____ Auszug

Die Influenza-Impfung für Grippeviren wird ohnehin jedes Jahr neu zusammengestellt, um gezielt gegen die aktuellen Viren zu wirken. Die Weltgesundheitsorganisation (WHO) sammelt dazu weltweit Daten und veröffentlicht Anfang des Jahres eine Empfehlung für die Zusammensetzung des Impfstoffes, der dann im Herbst zum Einsatz kommen soll. Besonders praktisch: Grippe- und Corona-Impfstoff können gleichzeitig verabreicht werden. Das erspart immerhin einen Gang zum Arzt.

________
____ Vorliegende Einträge

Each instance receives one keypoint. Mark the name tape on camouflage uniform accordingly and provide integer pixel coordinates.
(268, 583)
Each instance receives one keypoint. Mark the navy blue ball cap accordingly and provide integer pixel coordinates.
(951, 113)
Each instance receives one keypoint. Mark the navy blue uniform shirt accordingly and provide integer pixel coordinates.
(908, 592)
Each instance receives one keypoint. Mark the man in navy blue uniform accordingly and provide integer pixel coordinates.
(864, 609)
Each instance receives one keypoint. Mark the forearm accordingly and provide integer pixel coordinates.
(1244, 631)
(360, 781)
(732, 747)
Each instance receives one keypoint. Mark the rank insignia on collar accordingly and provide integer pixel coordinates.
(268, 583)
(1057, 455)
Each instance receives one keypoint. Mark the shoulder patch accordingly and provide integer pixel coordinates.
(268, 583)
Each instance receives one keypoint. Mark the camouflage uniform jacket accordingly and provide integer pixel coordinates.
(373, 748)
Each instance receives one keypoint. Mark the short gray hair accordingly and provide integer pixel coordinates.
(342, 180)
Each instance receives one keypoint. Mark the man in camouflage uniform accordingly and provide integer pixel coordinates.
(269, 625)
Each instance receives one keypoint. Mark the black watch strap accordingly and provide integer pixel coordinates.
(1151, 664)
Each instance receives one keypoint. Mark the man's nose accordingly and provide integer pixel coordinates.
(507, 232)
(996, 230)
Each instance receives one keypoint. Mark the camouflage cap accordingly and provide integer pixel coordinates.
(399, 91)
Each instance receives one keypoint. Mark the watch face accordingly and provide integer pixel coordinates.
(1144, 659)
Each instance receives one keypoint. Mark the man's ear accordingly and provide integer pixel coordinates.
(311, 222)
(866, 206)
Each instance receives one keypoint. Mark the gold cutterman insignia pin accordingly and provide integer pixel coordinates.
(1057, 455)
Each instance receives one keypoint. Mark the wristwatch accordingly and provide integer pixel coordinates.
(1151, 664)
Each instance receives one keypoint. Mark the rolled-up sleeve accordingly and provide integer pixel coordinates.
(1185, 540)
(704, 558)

________

Aufgabe:
Nennen Sie alle Zeitangaben im Auszug, die sich auf das Jahr, einen Abschnitt des Jahres oder eine Jahreszeit beziehen.

Lösung:
- jedes Jahr
- Anfang des Jahres
- im Herbst